:: What you should do ::
Copy every entry below, exactly and in full.

:: Data extract ::
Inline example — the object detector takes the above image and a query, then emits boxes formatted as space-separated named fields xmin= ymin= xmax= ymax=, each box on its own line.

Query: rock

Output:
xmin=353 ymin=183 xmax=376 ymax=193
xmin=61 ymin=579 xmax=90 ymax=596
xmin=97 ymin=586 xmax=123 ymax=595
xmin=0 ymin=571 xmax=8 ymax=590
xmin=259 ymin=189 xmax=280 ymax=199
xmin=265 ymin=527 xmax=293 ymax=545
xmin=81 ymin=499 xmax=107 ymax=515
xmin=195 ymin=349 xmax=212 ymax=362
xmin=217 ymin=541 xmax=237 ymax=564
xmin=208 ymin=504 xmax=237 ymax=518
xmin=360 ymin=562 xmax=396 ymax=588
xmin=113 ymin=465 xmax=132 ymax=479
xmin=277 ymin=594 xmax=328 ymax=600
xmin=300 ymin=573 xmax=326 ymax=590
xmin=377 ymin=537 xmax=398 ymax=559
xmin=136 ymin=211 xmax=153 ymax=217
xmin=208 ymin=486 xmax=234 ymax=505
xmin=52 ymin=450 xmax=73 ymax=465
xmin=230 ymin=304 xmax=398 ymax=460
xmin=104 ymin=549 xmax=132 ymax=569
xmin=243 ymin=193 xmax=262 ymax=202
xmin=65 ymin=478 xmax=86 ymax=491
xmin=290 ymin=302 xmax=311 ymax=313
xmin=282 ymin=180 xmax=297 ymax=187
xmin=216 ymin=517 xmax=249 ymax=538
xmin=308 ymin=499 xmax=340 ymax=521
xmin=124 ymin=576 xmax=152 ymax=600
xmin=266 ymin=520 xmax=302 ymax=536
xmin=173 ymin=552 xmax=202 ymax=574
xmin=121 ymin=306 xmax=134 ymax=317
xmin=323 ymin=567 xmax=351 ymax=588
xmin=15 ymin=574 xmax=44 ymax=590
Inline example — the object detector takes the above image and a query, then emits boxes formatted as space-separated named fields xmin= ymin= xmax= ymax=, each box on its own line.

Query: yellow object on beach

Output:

:: Answer for the task ::
Inline example — the object detector takes the above image and a query, then emits boxes formatted as space-separated named fields xmin= ymin= xmax= ymax=, each box on its own line.

Query: rock

Output:
xmin=353 ymin=183 xmax=376 ymax=193
xmin=61 ymin=579 xmax=90 ymax=596
xmin=97 ymin=586 xmax=123 ymax=595
xmin=0 ymin=571 xmax=8 ymax=590
xmin=259 ymin=189 xmax=280 ymax=199
xmin=265 ymin=527 xmax=293 ymax=545
xmin=81 ymin=499 xmax=107 ymax=515
xmin=195 ymin=349 xmax=212 ymax=362
xmin=217 ymin=541 xmax=237 ymax=564
xmin=208 ymin=504 xmax=237 ymax=518
xmin=360 ymin=562 xmax=396 ymax=588
xmin=113 ymin=465 xmax=132 ymax=479
xmin=277 ymin=594 xmax=328 ymax=600
xmin=300 ymin=573 xmax=326 ymax=590
xmin=377 ymin=537 xmax=398 ymax=559
xmin=136 ymin=211 xmax=153 ymax=217
xmin=208 ymin=486 xmax=234 ymax=505
xmin=52 ymin=450 xmax=73 ymax=465
xmin=230 ymin=304 xmax=398 ymax=460
xmin=104 ymin=549 xmax=132 ymax=569
xmin=243 ymin=193 xmax=262 ymax=202
xmin=65 ymin=478 xmax=86 ymax=491
xmin=290 ymin=302 xmax=311 ymax=313
xmin=282 ymin=180 xmax=297 ymax=187
xmin=216 ymin=517 xmax=249 ymax=538
xmin=308 ymin=499 xmax=340 ymax=521
xmin=124 ymin=576 xmax=152 ymax=600
xmin=266 ymin=520 xmax=302 ymax=536
xmin=173 ymin=552 xmax=202 ymax=574
xmin=121 ymin=306 xmax=134 ymax=317
xmin=323 ymin=567 xmax=351 ymax=588
xmin=15 ymin=574 xmax=44 ymax=590
Inline example — the object detector takes the above image and a query, then emits boxes formatted as space-separated named fields xmin= ymin= xmax= ymax=, each box on its own line.

Query: yellow object on beach

Output:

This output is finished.